◆ Exercise goal ◆
Within the entries below, find each line containing the word "clicks" and copy it.

◆ Record excerpts ◆

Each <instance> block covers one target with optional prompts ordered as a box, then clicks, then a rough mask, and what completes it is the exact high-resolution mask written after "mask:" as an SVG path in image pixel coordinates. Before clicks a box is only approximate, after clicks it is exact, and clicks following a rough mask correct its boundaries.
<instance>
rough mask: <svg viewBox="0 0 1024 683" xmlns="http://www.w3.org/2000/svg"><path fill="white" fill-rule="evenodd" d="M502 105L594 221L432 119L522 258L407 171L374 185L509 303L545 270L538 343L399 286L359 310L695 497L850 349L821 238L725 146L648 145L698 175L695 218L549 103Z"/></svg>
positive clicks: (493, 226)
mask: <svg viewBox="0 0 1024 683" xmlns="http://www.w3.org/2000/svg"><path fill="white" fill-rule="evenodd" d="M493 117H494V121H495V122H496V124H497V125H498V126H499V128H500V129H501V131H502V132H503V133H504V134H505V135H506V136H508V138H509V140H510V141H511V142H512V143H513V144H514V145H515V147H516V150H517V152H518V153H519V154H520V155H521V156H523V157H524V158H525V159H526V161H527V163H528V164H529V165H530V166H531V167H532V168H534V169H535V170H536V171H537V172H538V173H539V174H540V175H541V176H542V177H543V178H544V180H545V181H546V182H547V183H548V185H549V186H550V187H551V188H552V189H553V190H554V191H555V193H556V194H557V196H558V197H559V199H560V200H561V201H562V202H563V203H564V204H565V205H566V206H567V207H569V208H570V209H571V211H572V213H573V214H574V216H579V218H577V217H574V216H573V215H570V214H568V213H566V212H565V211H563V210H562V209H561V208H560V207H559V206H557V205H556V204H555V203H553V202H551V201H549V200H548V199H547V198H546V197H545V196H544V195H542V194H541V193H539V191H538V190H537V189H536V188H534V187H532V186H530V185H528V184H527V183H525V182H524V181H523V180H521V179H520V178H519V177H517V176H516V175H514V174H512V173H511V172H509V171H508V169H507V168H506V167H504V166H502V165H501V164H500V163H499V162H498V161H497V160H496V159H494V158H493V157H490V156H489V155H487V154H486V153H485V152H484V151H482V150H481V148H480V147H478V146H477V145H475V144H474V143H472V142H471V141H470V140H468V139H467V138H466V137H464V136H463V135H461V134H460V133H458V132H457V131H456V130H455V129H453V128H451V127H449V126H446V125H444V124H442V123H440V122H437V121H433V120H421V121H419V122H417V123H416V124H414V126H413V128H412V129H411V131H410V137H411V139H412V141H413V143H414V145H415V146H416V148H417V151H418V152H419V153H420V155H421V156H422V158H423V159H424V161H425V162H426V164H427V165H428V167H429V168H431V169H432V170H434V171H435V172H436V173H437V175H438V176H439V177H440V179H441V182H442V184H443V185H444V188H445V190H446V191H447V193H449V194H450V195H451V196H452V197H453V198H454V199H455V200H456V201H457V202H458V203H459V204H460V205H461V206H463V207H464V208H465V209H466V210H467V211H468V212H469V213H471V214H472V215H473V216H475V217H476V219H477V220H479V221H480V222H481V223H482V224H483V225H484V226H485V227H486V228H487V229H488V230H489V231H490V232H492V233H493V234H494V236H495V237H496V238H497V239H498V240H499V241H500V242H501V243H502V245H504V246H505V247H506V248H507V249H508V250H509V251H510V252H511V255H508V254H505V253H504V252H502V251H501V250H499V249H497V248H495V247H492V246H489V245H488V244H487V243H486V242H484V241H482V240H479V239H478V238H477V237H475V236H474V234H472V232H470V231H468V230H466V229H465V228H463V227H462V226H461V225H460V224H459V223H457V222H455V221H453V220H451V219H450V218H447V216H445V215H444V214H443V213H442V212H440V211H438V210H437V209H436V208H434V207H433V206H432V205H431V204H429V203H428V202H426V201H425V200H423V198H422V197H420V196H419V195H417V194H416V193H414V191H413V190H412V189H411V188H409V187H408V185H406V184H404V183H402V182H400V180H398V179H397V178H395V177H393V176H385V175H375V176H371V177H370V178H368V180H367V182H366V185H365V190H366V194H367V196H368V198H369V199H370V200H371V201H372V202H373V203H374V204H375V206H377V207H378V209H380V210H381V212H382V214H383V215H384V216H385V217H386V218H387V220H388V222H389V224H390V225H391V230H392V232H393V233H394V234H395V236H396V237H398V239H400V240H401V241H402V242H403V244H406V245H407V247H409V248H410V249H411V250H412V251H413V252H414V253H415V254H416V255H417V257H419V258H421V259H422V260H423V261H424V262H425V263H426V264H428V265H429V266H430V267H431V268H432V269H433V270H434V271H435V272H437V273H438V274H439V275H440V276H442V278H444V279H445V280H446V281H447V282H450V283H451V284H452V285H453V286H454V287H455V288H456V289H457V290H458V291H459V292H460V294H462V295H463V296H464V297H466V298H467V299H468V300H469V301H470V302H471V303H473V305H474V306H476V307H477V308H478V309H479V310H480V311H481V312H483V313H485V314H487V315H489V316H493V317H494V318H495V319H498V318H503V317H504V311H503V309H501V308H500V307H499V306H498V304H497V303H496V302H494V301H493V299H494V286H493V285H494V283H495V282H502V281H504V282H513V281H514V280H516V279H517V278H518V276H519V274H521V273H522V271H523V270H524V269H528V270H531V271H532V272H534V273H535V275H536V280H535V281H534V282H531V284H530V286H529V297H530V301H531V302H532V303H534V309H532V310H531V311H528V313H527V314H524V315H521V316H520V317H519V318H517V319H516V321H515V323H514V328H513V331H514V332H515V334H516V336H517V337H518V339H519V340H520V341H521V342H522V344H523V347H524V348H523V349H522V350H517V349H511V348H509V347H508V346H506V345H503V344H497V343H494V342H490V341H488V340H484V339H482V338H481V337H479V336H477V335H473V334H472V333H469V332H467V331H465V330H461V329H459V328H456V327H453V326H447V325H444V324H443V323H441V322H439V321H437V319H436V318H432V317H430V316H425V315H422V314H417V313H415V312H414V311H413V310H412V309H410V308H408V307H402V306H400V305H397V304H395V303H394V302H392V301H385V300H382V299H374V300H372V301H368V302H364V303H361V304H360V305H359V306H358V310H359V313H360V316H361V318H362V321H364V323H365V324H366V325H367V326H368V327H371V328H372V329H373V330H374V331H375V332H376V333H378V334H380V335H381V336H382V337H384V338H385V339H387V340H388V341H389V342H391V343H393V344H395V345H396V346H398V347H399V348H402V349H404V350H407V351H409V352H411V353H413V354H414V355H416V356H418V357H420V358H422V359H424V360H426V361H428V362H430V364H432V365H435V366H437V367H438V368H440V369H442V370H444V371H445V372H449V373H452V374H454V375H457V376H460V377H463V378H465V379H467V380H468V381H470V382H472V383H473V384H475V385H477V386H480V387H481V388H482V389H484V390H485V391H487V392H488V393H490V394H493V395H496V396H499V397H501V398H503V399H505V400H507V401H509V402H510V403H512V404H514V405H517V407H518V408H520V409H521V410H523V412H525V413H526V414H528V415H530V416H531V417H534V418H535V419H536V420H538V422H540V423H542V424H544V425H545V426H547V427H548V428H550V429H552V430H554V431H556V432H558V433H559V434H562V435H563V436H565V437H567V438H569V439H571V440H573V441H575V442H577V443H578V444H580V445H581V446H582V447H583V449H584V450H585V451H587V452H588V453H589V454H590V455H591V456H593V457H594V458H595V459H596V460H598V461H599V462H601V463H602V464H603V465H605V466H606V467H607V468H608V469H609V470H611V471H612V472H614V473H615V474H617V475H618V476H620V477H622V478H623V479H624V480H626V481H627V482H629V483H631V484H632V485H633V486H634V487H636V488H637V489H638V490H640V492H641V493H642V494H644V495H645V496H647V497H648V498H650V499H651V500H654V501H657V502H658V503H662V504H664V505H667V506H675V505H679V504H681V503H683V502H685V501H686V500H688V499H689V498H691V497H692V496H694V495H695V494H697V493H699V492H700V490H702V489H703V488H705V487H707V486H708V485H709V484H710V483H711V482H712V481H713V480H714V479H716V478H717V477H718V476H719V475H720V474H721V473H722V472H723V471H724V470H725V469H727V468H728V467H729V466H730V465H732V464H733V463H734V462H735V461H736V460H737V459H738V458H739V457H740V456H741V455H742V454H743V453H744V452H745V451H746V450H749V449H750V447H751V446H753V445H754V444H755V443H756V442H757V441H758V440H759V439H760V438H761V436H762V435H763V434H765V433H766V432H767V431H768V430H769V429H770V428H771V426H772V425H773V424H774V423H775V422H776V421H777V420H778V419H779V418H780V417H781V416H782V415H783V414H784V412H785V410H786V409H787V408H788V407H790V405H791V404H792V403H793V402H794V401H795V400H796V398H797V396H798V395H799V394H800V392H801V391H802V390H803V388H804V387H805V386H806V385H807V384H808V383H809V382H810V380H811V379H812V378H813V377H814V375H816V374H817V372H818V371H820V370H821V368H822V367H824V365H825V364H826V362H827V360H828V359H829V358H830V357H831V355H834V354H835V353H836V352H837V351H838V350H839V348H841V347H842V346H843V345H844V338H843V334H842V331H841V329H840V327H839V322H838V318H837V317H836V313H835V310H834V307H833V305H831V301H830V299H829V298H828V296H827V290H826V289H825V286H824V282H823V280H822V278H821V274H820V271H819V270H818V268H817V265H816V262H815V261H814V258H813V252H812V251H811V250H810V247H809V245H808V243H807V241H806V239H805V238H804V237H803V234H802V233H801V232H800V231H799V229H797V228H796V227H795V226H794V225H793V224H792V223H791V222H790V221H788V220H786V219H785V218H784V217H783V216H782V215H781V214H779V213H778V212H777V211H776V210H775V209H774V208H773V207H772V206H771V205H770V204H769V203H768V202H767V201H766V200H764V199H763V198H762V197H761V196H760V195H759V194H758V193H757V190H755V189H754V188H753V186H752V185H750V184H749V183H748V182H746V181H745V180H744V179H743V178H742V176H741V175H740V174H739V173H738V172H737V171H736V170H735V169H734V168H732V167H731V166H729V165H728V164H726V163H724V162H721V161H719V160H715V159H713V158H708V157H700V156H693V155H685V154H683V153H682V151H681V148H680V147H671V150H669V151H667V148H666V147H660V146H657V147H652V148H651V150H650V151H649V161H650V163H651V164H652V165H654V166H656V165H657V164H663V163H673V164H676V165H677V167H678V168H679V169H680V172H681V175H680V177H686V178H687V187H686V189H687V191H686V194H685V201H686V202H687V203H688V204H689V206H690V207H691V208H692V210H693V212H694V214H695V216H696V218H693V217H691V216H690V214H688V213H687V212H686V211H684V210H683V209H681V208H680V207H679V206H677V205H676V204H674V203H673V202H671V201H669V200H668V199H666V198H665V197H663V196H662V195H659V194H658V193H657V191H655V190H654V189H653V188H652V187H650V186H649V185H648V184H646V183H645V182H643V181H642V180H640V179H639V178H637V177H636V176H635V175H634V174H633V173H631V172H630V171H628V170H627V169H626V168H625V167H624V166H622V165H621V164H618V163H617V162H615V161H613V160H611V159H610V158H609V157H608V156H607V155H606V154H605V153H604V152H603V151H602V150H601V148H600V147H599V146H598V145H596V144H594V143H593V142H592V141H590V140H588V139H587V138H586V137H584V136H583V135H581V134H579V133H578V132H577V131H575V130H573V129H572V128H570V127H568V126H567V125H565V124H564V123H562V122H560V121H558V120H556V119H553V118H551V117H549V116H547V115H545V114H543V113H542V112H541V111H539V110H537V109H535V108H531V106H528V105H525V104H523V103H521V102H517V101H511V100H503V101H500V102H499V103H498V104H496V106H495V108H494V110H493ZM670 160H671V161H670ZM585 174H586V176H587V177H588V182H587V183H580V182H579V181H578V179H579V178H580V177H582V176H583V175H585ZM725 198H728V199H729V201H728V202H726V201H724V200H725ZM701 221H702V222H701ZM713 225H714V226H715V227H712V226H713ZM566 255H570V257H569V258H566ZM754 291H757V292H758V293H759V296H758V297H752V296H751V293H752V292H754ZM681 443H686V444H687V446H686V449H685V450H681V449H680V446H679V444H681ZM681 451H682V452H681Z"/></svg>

◆ Response to this exercise ◆
Each <instance> block covers one target with optional prompts ordered as a box, then clicks, then a rough mask, and what completes it is the exact high-resolution mask written after "mask:" as an SVG path in image pixel coordinates. Before clicks a box is only approximate, after clicks it is exact, and clicks following a rough mask correct its boundaries.
positive clicks: (493, 226)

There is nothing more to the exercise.